** Selected passage **
* begin *
2.2.10. Subestimator types 

Subestimator type contains information about the way a pipeline should process a step with that subestimator.

Subestimator type can be specified:

By wrapping estimator with subtype constructor call:

when creating pipeline:

Pipeline([
    ('name1', transformer(estimator)),
    ('name2', predictor(estimator)),
    ('name3', label_transformer(estimator)),
    ('name4', label_predictor(estimator)),
])

when adding or replacing a step:

pipe.steps.append(['name', label_predictor(estimator])
pipe.steps.add('name', label_transformer(estimator))
pipe.add_estimator('name', predictor(estimator))
pipe.steps.replace('name', transformer(fitted(estimator)))
pipe.steps['name'] = fitted(predictor(estimator))

Using pipe.add_* methods:

pipe.add_transformer('transformer', Transformer())
pipe.add_predictor('predictor', Predictor())
pipe.add_label_transformer('l_transformer', LabelTransformer())
pipe.add_label_predictor('l_predictor', LabelPredictor())

Using special handler methods:

pipe.add_estimator('name1', EstimatorA()).mark_transformer()
pipe.steps.add('name2', EstimatorB()).mark_predictor()
pipe.steps.append(['name3', EstimatorC()]).mark_label_transformer()
pipe.steps.replace('name4', EstimatorD()).mark_label_predictor()
pipe.steps.replace('name4', EstimatorE()).mark('label_transformer')

2.2.10.1. Transformer

Is a default type.

It is processed like this:

y_new = y
if fiting:
    X_new = step_estimator.fit_transform(X, y)
else:
    X_new = step.transform(X, y)

2.2.10.2. Predictor

It is processed like this:

X_new = X
if fitting:
    y_new = step_estimator.fit_predict(X, y)
else:
    y_new = step_estimator.predict(X, y)

2.2.10.3. Label transformer

Processing pseudocode:

X_new = X
if fitting:
    y_new = step_estimator.fit_transform(y)
else:
    y_new = step_estimator.transform(y)

2.2.10.4. Label predictor

Processing pseudocode:

X_new = X
if fitting:
    y_new = step_estimator.fit_predict(y)
* end *
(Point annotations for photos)
* begin *
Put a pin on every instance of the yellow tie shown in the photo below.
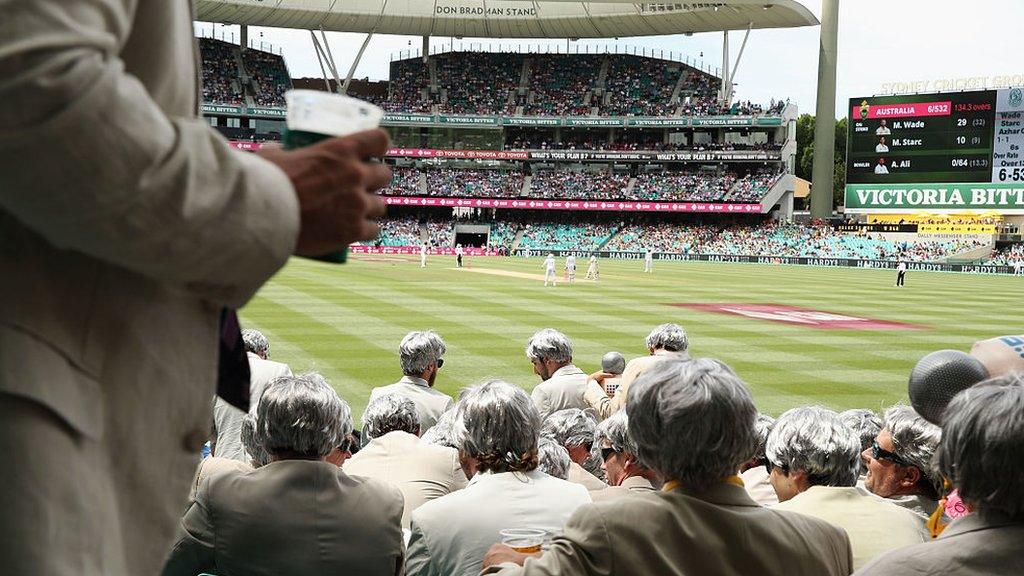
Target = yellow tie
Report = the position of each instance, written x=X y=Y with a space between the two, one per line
x=674 y=484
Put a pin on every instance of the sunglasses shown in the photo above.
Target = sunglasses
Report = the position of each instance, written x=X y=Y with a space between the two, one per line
x=880 y=453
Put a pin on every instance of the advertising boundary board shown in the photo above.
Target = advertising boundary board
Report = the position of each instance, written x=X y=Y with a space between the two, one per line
x=733 y=258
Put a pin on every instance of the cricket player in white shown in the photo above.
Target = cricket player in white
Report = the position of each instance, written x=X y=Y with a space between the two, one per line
x=592 y=273
x=549 y=271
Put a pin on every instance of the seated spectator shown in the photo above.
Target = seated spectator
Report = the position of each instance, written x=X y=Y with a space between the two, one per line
x=982 y=454
x=627 y=475
x=755 y=475
x=395 y=455
x=899 y=461
x=497 y=425
x=226 y=418
x=553 y=459
x=562 y=383
x=612 y=364
x=298 y=515
x=814 y=459
x=442 y=433
x=693 y=423
x=420 y=356
x=665 y=342
x=573 y=429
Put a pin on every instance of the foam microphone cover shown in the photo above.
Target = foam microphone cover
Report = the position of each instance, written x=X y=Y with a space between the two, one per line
x=938 y=377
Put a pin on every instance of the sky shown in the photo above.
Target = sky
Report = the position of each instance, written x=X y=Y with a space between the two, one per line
x=932 y=43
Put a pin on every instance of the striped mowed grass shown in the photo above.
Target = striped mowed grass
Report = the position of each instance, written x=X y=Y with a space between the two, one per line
x=346 y=321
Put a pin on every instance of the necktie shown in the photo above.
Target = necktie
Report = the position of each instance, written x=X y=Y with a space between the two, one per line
x=232 y=365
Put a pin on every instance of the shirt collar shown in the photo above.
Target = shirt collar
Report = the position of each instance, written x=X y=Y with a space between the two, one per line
x=414 y=380
x=566 y=370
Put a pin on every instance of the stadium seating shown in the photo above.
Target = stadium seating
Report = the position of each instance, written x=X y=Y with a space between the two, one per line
x=269 y=77
x=221 y=83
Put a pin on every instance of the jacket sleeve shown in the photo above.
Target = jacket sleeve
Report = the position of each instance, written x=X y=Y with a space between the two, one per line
x=92 y=164
x=584 y=549
x=418 y=561
x=193 y=553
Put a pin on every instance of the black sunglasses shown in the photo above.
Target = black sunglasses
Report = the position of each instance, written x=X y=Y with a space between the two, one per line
x=880 y=453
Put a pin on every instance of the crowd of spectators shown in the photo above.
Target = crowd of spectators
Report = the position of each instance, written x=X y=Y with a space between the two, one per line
x=563 y=184
x=640 y=86
x=404 y=181
x=694 y=186
x=1008 y=256
x=674 y=471
x=474 y=183
x=269 y=77
x=221 y=83
x=489 y=86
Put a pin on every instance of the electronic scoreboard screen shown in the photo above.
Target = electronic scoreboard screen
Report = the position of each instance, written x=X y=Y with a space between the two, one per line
x=945 y=153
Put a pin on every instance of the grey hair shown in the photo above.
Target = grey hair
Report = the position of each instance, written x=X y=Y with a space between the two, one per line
x=552 y=458
x=569 y=427
x=442 y=433
x=691 y=420
x=762 y=427
x=982 y=447
x=255 y=450
x=389 y=413
x=914 y=441
x=255 y=342
x=303 y=415
x=497 y=423
x=864 y=422
x=613 y=363
x=668 y=336
x=615 y=432
x=814 y=441
x=420 y=350
x=549 y=344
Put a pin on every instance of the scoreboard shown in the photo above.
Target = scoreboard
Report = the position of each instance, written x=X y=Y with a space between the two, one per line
x=938 y=153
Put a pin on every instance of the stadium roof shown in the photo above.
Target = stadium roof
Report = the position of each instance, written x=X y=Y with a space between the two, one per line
x=509 y=18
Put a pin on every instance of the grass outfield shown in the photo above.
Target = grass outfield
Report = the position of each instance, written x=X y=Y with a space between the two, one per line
x=345 y=322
* end *
** Problem A **
In the passage on subestimator types, which type is the default?
** Problem B **
Go on with the passage on subestimator types from its last line.
Nothing in the listing is needed.

** Exercise result A **
Transformer.

** Exercise result B **
else:
    y_new = step_estimator.predict(y)

2.2.11. Special handlers and wrapper functions 

2.2.11.1. Assuming estimator is already fitted

to add estimator, that was already fitted to a pipline one can use fitted function:

est = SomeEstimator().fit(some_data)
pipe.steps.add('prefitted', fitted(est))

or special hanlder method:

pipe.steps.add('prefitted', est).mark_fitted()
# or
pipe.steps.add('prefitted', est).mark('fitted')

2.2.11.2. Ignoring estimator during prediction

In some cases we only need to apply estimator only during fit-phase:

pipe.add_estimator('sampler', ignore_transform(Sampler()))
# or
pipe.add_estimator('sampler', Sampler()).mark_ignore_transform()
# or
pipe.add_estimator('sampler', Sampler()).mark('ignore_transform')

If it is predictor or label_predictor, then one should use ignore_predict:

pipe.add_estimator('cluster', ignore_predict(predictor(ClusteringEstimator())))
# or
pipe.add_estimator('cluster', predictor(ClusteringEstimator())).mark_ignore_predict()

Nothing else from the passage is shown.